Extracted text:

-----

I thought I had been to Lindisfarne, on Holy Island, before. I had stayed near there at Seahouses, a small fishing port, around 20 years ago, with my youngest daughter and her friend, both in their mid-teens. I can remember visiting the Beamish museum (there is an ancient dental surgery there!), and Hadrian’s Wall, and the Farne Islands… maybe we did not go to Lindisfarne. I think I would remember the importance of the tides.
It is approached from the A11 just south of Berwick-upon-Tweed. There is a lengthy promontory from the mainland to the island, and it is covered to the depth of at least a couple of feet when the tide comes in. So you have to time your journey to the island, to make sure you can get there. And if you stay too long, you can’t get back till the next low tide. Should you be walking, and get cut off by the incoming tide, there are towers, where you can climb a ladder onto a platform… and wait? Or phone for help?
It is a lovely little village, with a quaint picturesque harbour.
We watched crabs being brought ashore. Maybe hundreds of them. Our room looked out to Lindisfarne castle, currently enshrouded in scaffolding.

-----

Supplied entries:
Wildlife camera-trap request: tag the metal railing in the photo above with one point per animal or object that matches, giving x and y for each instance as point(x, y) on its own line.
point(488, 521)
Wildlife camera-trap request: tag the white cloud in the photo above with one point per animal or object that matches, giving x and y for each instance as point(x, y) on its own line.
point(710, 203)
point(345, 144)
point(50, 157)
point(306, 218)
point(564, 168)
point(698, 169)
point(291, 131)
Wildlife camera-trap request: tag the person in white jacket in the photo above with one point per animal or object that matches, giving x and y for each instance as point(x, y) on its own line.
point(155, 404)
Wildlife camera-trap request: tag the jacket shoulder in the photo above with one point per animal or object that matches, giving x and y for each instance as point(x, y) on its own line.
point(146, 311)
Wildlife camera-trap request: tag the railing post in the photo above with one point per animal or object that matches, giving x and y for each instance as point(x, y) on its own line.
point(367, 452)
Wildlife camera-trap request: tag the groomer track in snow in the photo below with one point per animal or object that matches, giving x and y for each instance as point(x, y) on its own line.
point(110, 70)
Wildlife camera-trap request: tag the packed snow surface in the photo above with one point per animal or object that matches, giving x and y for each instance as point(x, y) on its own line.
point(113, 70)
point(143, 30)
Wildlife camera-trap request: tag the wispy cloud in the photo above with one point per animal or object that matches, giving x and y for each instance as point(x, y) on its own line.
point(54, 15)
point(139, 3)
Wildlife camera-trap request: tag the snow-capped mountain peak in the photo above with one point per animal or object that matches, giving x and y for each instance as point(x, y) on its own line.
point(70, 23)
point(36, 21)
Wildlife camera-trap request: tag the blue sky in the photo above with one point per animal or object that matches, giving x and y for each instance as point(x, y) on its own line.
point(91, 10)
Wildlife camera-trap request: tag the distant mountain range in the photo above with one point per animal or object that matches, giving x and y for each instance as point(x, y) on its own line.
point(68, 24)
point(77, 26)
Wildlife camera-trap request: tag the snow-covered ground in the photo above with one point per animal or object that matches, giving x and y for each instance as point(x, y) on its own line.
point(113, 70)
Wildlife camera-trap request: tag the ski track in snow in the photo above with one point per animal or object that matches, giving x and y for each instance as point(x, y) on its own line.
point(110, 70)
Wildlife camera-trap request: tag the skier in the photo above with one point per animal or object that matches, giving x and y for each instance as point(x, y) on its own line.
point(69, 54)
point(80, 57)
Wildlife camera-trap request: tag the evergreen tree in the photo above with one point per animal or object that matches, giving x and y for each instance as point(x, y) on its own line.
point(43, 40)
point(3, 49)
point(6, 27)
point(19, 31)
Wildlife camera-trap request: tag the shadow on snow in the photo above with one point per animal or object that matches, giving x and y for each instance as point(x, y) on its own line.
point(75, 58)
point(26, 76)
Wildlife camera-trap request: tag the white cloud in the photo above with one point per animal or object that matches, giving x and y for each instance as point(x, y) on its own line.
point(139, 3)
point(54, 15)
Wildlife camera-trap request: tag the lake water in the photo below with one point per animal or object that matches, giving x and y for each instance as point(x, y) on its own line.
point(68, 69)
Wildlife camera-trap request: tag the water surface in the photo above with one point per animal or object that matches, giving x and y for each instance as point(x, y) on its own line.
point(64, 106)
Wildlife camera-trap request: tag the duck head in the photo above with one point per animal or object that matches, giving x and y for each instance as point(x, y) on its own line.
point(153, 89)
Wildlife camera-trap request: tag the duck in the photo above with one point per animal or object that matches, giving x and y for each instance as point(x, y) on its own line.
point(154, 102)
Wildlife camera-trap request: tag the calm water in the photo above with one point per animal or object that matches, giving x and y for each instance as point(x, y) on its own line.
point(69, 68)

-----

Task requirements:
1/ Repeat the Lindisfarne travel piece word for word, starting at "It is a lovely" and ending at "enshrouded in scaffolding.".
2/ Carry on the Lindisfarne travel piece with the next part, picking up right after its last sentence.
The records are separate material and have nothing to do with the Lindisfarne travel piece.

Answers for this exercise:
1/
It is a lovely little village, with a quaint picturesque harbour.
We watched crabs being brought ashore. Maybe hundreds of them. Our room looked out to Lindisfarne castle, currently enshrouded in scaffolding.

2/
And the menu each night was awash with seafood. Lovely for me, but perhaps not my wife.
Lindisfarne was a centre of Celtic Christianity. The gospel was brought to these shores by Mediterranean people, before the Romans came with their form. It was a little closer to the early church, with less ritual and clutter. And that is the way many of us prefer it today – a relationship with the Father through the Son, and worship, ministry, and fellowship. No religious clothes, religious voices, and religious ceremonies. I tried the ‘religious’ way decades ago, and it did not satisfy. But when I came to faith in Christ, everything changed, and there was no looking back.
I think Aidan and Cuthbert knew what it was to have a relationship with Jesus back in the 7th century. But I wonder if they ever got the tides wrong?